▸ SOURCE EXTRACT:
The crystal field stabilization energy (CFSE) of [Fe(H2O)6]Cl2 and K2[NiCl4], respectively, are:

🧠 Compute CFSE for Each Complex

$[\mathrm{Fe(H_2O)_6}]\mathrm{Cl_2}$: Fe(II), d⁶, octahedral with weak-field H₂O → HS.

Configuration: $t_{2g}^4 e_g^2$.

$\mathrm{CFSE} = 4(-0.4\Delta_o) + 2(+0.6\Delta_o) = -1.6\Delta_o + 1.2\Delta_o = -0.4\Delta_o$

$\mathrm{K_2[NiCl_4]}$: Ni(II), d⁸, tetrahedral with Cl⁻.

In Td: e (lower, 2 orbitals) + $t_2$ (upper, 3 orbitals). HS d⁸ filling: $e^4 t_2^4$.

$\mathrm{CFSE} = 4(-0.6\Delta_t) + 4(+0.4\Delta_t) = -2.4\Delta_t + 1.6\Delta_t = -0.8\Delta_t$

🗺️ Td d⁸ Filling Visualised

In Td, 5 d-orbitals split as $e^2 t_2^3$ slots. d⁸ HS:

• e (2 orbitals) → 4 electrons (both paired). Coefficient: $-0.6\Delta_t$ each.

▸ TASK INSTRUCTIONS:
1/ Answer these questions from the crystal field text, one line each:
(a) What electron configuration is given for the iron complex?
(b) What CFSE value is found for K2[NiCl4]?
(c) How many orbitals make up the lower e set in the tetrahedral case?
2/ Extend the crystal field text past its final line.

▸ RECORD EXCERPTS:
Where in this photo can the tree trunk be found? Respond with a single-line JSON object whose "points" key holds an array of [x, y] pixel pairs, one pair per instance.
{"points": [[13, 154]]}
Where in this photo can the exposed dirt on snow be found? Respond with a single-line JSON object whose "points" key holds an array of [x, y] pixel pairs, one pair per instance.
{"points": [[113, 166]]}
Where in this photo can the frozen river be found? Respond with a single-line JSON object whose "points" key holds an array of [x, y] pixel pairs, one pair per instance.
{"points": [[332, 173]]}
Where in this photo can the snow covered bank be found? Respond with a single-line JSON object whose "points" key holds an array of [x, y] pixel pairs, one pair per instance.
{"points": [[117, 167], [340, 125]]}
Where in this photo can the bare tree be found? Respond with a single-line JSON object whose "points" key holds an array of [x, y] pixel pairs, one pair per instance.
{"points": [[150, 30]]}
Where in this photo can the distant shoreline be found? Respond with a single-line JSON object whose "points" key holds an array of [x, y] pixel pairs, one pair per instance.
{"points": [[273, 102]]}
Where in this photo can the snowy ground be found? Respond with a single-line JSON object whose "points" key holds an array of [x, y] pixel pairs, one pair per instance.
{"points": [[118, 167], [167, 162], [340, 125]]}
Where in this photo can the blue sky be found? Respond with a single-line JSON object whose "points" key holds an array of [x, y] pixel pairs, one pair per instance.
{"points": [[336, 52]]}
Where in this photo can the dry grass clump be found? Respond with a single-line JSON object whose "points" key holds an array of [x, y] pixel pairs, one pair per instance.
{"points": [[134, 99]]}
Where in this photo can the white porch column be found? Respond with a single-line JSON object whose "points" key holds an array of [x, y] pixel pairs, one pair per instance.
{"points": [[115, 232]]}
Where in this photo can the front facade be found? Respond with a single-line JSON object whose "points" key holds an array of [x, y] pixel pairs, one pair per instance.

▸ EXPECTED RESULTS:
1/
(a) t2g⁴ eg²
(b) −0.8Δt
(c) Two

2/
• $t_2$ (3 orbitals) → 4 electrons (1 pair + 2 unpaired). Coefficient: $+0.4\Delta_t$ each.

Total CFSE = $-0.8\Delta_t$. Two unpaired → paramagnetic (matches NiCl₄²⁻ μ ≈ 2.83 BM).

⚡ Td vs Oct CFSE Coefficients

| Geometry | Lower set | Upper set | |---|---|---| | Octahedral | $t_{2g}$ at $-0.4\Delta_o$ | $e_g$ at $+0.6\Delta_o$ | | Tetrahedral | $e$ at $-0.6\Delta_t$ | $t_2$ at $+0.4\Delta_t$ |

Note: the −0.6/−0.4 coefficients are inverted between geometries.

⚠️ HS d⁶ Oct Has Small CFSE

$[\mathrm{Fe(H_2O)_6}]^{2+}$ has CFSE = $-0.4\Delta_o$ — small, partly because the +0.6 from $e_g^2$ cancels much of the $-1.6$ from $t_{2g}^4$. This is one reason Fe²⁺ aquo complexes are kinetically labile.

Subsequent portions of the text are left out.